» **Task**
Reproduce the data from its first line through the line containing "[139,79,150,88]", with "overcast sky" changed to "cloudy sky" and nothing else altered.

» **The input**
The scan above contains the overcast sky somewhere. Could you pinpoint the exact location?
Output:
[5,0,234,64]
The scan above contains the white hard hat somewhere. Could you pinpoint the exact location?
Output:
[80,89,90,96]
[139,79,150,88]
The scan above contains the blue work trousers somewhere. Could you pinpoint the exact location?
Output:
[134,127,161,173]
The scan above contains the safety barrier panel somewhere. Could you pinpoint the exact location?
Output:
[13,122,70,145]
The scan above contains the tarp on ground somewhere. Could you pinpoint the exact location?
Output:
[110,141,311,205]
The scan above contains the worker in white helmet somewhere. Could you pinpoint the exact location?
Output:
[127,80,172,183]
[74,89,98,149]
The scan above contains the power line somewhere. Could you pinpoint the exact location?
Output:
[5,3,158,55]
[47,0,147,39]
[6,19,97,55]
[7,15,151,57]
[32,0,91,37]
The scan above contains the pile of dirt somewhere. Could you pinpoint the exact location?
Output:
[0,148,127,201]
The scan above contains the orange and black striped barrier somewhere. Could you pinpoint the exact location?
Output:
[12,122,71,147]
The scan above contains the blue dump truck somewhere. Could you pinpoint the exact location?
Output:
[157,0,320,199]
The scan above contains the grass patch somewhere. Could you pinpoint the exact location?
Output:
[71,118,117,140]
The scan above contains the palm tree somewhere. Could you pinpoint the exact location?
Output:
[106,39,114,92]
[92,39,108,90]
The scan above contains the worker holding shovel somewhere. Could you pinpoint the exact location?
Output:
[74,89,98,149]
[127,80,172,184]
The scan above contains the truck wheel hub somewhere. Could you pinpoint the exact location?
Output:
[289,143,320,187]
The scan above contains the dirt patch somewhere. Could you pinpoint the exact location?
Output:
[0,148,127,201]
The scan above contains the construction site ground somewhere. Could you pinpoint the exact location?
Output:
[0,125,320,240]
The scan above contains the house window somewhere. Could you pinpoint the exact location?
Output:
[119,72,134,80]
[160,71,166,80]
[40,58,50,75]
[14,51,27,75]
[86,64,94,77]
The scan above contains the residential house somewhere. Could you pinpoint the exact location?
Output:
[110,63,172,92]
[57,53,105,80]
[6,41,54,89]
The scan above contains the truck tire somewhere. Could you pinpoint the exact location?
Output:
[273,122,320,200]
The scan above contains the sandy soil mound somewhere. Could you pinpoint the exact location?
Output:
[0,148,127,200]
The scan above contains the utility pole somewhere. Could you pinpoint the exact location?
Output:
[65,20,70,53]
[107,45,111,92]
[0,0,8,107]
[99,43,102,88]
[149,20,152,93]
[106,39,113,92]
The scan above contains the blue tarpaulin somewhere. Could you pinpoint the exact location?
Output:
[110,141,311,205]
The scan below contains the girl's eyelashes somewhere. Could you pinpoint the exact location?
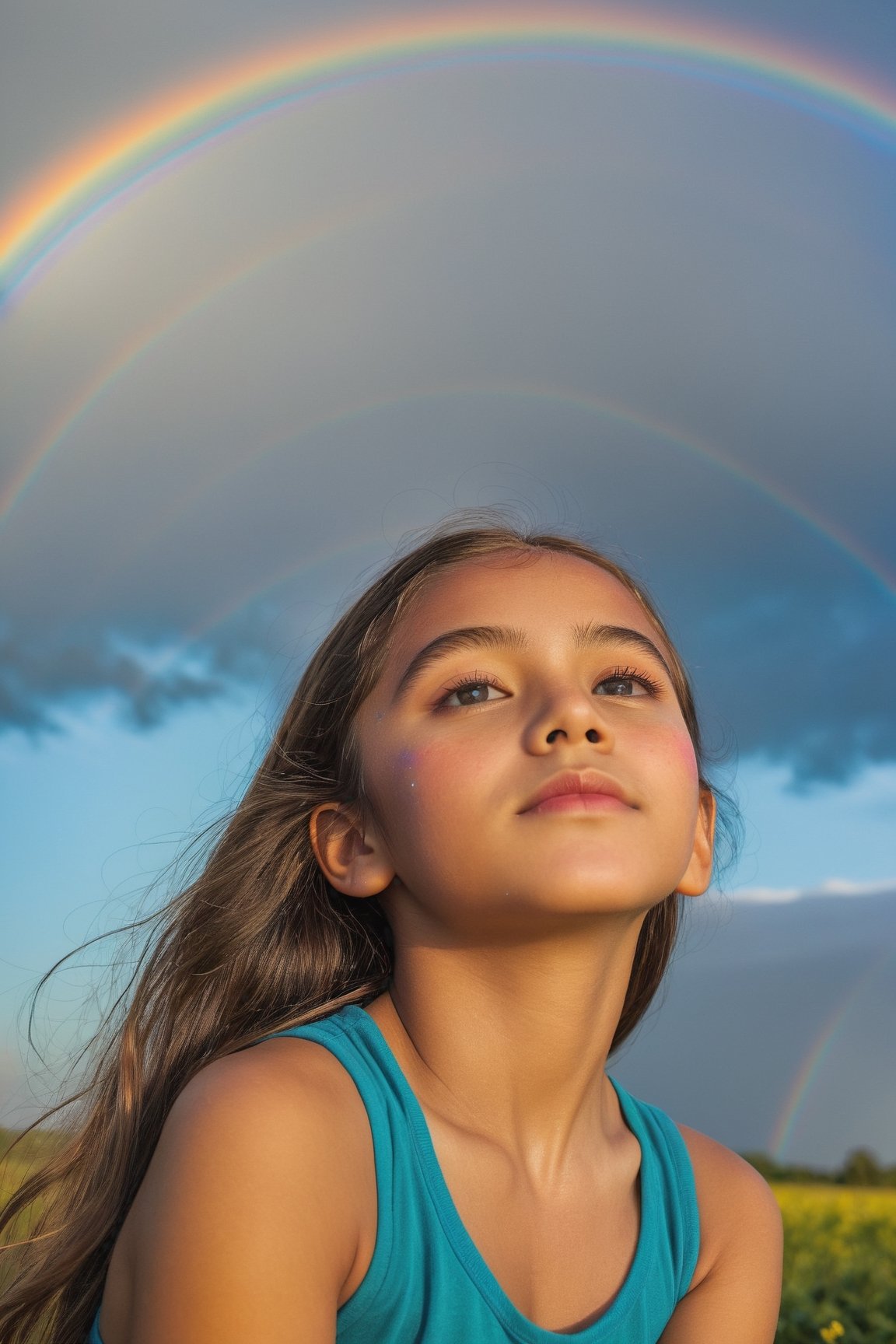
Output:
[593,668,662,699]
[436,667,662,709]
[436,672,506,709]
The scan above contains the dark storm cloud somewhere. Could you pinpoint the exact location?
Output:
[0,4,896,782]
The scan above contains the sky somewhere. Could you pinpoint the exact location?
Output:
[0,0,896,1161]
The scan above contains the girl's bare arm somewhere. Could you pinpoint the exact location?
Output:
[661,1125,783,1344]
[128,1040,372,1344]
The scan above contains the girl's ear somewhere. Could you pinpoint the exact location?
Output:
[309,803,395,897]
[676,789,716,897]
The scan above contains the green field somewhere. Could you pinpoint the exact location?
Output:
[0,1139,896,1344]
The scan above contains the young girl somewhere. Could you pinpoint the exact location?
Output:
[0,519,780,1344]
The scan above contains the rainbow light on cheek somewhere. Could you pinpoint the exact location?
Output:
[397,747,416,789]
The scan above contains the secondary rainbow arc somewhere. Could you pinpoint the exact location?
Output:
[0,5,896,297]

» **Solution to this exercise**
The scan above contains the cloudy sky somewhere. Could you pinpoint the exact location?
Output:
[5,0,234,64]
The scan above contains the white hard hat somewhere. Could you pinpoint the exact location?
Output:
[80,89,90,96]
[139,79,150,88]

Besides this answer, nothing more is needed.